▶ Testo di riferimento:
○ ○ ○ ○

Sono sempre stato convinto che chi viene dalla Provincia ama il calcio in maniera diversa rispetto alle grandi città. Siamo sempre e costantemente, sportivamente parlando e non solo, sopra una montagna russa di emozioni fatta di (poche) gioie e tanti, tantissimi, troppi, innumerevoli e soprattutto non meritati dolori. Quando si parla di felicità ci riferiamo a una partita in particolare, alla sconfitta degli acerrimi nemici, a un gol memorabile, a un piazzamento importante, a un calciatore arrivato. Non esistono coppe alzate, scudetti. A Livorno difficilmente siamo andati oltre il secondo turno di Coppa Italia. Già la prima partita dell’anno, in piena estate e rigorosamente a torso nudo, era già un 2 fisso.

○ ○ ○ ○

▶ Attività da svolgere:
[1] Nel testo sul calcio di provincia, oltre quale turno di Coppa Italia si è difficilmente andati a Livorno?
[2] Traduci in inglese questa frase del testo sul calcio di provincia: "Quando si parla di felicità ci riferiamo a una partita in particolare, alla sconfitta degli acerrimi nemici, a un gol memorabile, a un piazzamento importante, a un calciatore arrivato."
[3] Ricopia dal testo sul calcio di provincia il passo da "Sono sempre stato" a "un 2 fisso.".
Il materiale non ha alcun legame con il testo sul calcio di provincia.

▶ Materiale fornito:

○ ○ ○ ○

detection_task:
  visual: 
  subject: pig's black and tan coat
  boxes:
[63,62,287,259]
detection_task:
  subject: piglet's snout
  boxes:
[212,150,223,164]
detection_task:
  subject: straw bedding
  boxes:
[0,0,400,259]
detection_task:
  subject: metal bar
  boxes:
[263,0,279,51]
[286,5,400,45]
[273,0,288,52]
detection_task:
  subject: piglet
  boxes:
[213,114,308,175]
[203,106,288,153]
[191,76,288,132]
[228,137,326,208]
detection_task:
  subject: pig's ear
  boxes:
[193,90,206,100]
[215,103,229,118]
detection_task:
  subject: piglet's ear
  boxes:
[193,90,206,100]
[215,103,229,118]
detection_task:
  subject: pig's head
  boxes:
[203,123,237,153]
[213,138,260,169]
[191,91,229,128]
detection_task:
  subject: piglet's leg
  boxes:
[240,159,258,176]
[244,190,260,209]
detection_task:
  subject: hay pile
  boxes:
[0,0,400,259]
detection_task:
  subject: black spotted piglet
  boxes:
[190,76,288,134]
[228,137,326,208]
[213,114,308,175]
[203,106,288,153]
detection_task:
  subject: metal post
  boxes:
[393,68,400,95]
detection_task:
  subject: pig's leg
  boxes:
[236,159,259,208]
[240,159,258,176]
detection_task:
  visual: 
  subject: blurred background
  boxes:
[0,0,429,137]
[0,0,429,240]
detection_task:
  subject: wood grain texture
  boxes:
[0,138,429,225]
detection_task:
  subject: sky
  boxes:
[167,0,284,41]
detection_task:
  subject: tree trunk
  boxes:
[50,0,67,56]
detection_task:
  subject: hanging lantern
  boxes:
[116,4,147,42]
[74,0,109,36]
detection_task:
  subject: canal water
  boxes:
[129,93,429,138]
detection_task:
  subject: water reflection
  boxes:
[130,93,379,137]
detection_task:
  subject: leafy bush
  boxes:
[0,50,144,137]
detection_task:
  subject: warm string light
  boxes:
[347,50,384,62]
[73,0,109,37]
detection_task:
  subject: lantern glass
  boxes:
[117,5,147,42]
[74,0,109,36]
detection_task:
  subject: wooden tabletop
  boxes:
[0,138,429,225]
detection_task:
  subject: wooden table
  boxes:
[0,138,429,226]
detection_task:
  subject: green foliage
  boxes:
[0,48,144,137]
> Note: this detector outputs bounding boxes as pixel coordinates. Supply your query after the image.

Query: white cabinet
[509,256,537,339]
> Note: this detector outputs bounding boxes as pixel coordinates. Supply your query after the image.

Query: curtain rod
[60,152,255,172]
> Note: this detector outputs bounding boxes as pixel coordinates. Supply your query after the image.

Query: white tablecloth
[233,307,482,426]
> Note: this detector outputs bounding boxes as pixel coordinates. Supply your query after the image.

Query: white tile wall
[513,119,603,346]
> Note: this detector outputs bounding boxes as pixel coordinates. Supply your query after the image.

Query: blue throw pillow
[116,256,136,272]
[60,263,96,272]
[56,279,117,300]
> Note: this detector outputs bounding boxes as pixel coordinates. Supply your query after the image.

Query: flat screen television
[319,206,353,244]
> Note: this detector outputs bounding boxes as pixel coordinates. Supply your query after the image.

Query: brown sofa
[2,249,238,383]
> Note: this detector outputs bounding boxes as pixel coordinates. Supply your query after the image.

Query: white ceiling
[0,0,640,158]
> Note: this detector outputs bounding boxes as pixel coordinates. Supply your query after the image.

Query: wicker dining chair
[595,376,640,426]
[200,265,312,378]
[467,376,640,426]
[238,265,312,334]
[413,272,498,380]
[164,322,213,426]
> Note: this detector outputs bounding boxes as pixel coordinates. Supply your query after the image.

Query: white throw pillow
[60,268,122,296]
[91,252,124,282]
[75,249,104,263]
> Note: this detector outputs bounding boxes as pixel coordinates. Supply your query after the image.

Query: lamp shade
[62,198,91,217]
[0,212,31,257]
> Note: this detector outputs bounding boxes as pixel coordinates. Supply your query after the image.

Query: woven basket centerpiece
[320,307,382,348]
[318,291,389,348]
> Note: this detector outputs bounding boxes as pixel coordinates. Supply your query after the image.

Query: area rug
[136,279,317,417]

○ ○ ○ ○

▶ Soluzioni delle attività:
[1] Il secondo turno.

[2] When we talk about happiness, we mean one particular match, the defeat of our bitter enemies, a memorable goal, an important league finish, a player who made it.

[3]
Sono sempre stato convinto che chi viene dalla Provincia ama il calcio in maniera diversa rispetto alle grandi città. Siamo sempre e costantemente, sportivamente parlando e non solo, sopra una montagna russa di emozioni fatta di (poche) gioie e tanti, tantissimi, troppi, innumerevoli e soprattutto non meritati dolori. Quando si parla di felicità ci riferiamo a una partita in particolare, alla sconfitta degli acerrimi nemici, a un gol memorabile, a un piazzamento importante, a un calciatore arrivato. Non esistono coppe alzate, scudetti. A Livorno difficilmente siamo andati oltre il secondo turno di Coppa Italia. Già la prima partita dell’anno, in piena estate e rigorosamente a torso nudo, era già un 2 fisso.